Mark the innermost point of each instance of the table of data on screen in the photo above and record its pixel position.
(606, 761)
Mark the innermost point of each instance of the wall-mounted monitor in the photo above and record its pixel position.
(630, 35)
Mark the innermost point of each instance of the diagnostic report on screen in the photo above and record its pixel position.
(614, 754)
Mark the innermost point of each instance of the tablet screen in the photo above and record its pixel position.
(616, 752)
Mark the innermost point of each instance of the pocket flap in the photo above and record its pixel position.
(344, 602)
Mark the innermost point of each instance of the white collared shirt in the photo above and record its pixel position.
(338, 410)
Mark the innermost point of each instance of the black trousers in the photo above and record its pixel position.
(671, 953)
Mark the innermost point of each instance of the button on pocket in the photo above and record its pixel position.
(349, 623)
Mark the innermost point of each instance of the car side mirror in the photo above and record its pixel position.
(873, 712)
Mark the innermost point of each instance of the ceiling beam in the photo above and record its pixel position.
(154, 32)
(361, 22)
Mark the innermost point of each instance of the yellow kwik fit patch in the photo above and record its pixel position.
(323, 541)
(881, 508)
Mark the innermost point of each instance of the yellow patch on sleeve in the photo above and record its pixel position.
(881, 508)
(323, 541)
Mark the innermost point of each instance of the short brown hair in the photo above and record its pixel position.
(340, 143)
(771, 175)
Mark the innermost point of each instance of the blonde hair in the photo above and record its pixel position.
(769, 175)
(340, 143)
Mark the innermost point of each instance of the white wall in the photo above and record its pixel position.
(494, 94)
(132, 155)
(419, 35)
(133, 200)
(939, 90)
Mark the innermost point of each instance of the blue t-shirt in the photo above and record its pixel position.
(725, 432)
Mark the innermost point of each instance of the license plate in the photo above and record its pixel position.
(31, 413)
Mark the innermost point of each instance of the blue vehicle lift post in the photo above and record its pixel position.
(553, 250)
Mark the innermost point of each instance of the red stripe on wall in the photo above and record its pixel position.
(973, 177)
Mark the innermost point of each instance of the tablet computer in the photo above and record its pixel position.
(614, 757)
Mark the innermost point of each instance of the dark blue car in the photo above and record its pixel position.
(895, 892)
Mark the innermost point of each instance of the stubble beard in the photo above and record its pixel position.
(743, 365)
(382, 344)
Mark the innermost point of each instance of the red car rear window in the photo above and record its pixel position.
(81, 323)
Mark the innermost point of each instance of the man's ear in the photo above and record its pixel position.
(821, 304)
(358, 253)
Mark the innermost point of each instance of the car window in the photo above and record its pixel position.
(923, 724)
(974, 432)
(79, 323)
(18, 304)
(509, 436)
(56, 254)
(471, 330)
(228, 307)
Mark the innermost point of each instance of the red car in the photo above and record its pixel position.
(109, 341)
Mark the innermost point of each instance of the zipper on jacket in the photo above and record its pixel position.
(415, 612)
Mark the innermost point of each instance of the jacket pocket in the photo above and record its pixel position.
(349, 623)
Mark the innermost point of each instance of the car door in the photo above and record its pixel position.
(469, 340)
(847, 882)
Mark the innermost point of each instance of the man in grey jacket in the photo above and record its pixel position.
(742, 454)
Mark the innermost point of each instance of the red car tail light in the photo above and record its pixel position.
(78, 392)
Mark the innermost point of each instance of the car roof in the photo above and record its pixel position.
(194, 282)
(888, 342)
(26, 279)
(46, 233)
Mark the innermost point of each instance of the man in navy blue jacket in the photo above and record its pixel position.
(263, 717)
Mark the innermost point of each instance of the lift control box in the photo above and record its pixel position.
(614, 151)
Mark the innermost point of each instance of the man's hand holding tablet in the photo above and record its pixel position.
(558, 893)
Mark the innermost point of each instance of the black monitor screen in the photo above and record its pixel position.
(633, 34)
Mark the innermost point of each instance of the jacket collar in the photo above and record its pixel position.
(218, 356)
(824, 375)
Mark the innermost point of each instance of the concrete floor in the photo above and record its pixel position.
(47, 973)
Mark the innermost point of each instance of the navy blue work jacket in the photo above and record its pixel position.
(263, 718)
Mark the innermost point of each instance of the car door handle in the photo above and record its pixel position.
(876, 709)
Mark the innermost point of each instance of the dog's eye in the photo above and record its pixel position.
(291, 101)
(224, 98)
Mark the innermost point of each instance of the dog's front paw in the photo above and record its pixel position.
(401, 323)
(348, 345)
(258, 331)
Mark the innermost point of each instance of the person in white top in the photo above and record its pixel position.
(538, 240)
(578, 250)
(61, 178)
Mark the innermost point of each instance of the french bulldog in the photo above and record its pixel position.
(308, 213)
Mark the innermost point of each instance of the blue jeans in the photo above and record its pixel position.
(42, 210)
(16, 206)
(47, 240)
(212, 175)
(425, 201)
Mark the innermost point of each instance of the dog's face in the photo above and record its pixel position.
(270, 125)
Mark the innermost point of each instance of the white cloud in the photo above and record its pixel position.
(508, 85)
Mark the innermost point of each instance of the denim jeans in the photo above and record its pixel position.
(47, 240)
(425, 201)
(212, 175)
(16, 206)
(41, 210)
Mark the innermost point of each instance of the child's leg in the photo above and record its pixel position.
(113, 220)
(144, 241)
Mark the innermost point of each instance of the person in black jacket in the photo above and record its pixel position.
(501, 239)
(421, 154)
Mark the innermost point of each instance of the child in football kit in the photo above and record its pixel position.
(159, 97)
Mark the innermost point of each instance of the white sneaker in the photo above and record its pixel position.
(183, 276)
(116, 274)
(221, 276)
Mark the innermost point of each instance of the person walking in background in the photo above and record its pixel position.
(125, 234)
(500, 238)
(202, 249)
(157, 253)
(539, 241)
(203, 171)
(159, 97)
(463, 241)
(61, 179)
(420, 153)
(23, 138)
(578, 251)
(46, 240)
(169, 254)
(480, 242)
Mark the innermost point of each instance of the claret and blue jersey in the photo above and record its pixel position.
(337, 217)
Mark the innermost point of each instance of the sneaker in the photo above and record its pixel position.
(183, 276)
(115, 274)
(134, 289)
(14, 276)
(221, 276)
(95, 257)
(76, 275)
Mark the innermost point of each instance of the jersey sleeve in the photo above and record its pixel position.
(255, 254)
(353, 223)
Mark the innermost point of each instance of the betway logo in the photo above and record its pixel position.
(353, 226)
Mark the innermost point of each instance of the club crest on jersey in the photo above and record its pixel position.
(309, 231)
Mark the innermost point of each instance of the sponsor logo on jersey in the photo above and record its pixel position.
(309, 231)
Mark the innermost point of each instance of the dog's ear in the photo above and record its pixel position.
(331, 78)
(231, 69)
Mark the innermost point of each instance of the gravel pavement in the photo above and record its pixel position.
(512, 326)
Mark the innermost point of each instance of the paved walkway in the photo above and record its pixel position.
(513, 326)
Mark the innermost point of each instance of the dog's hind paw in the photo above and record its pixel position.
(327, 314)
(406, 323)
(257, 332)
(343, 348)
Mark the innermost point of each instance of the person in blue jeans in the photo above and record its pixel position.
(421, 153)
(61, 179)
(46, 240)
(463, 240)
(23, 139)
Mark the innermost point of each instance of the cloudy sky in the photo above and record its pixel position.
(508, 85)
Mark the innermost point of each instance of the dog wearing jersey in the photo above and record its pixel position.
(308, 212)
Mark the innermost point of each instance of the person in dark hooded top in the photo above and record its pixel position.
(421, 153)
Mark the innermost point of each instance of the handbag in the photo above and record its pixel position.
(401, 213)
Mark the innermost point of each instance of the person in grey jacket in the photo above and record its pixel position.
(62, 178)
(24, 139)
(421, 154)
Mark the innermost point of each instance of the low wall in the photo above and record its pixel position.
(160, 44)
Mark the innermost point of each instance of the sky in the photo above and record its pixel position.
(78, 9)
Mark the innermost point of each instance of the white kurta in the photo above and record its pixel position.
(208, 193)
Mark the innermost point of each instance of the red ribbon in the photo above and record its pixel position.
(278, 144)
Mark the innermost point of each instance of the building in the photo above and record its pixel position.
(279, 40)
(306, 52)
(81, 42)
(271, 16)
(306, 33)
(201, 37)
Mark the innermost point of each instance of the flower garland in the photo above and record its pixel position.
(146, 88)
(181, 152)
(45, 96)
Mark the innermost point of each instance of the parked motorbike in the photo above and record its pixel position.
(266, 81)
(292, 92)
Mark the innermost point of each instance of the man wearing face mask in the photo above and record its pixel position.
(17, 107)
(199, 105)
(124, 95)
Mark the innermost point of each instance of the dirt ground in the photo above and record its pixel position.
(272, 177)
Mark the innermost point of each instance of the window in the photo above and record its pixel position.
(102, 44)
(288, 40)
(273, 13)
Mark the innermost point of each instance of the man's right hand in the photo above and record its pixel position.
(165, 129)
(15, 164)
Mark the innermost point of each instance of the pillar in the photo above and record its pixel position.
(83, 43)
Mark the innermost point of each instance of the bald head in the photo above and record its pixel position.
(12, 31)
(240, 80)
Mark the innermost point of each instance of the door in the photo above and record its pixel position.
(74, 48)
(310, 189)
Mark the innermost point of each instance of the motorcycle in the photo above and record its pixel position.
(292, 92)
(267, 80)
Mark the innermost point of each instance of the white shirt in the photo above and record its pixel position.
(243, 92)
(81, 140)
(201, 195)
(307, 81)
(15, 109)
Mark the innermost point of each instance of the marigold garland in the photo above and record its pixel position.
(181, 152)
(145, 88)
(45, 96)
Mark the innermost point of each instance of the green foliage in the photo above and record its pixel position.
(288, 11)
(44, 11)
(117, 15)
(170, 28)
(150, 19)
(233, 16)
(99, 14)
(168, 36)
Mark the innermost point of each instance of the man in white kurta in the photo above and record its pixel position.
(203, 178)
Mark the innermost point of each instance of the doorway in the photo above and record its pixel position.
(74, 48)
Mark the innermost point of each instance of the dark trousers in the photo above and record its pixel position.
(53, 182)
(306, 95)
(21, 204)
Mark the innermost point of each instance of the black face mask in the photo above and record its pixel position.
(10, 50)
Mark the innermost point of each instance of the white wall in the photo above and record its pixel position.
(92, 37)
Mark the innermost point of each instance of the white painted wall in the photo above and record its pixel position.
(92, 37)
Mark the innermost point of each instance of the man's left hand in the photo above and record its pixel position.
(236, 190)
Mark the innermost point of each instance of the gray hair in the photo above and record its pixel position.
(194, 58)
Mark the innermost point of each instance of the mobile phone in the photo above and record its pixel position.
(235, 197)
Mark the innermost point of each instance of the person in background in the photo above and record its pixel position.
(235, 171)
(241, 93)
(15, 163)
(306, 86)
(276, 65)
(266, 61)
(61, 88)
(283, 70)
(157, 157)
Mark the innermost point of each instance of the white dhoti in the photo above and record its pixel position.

■ What the task requires
Beginning at the line that holds "Mark the innermost point of each instance of the white painted", write out word for word each line through the end of the records.

■ Solution to this problem
Mark the innermost point of each instance of the white painted wall in the photo above and record its pixel position.
(92, 37)
Mark the innermost point of each instance of the man's left hand in the photo above and record its pixel position.
(236, 190)
Mark the innermost point of each instance of the gray hair in the photo above and record its pixel position.
(194, 58)
Mark the innermost point of each instance of the mobile phone in the photo above and record its pixel position.
(235, 197)
Mark the innermost point of each instance of the person in background in the photo above and record its pixel position.
(235, 171)
(241, 93)
(15, 163)
(306, 86)
(276, 65)
(266, 61)
(61, 88)
(283, 70)
(157, 157)
Mark the innermost point of each instance of the white dhoti in the photo above and record its pixel position.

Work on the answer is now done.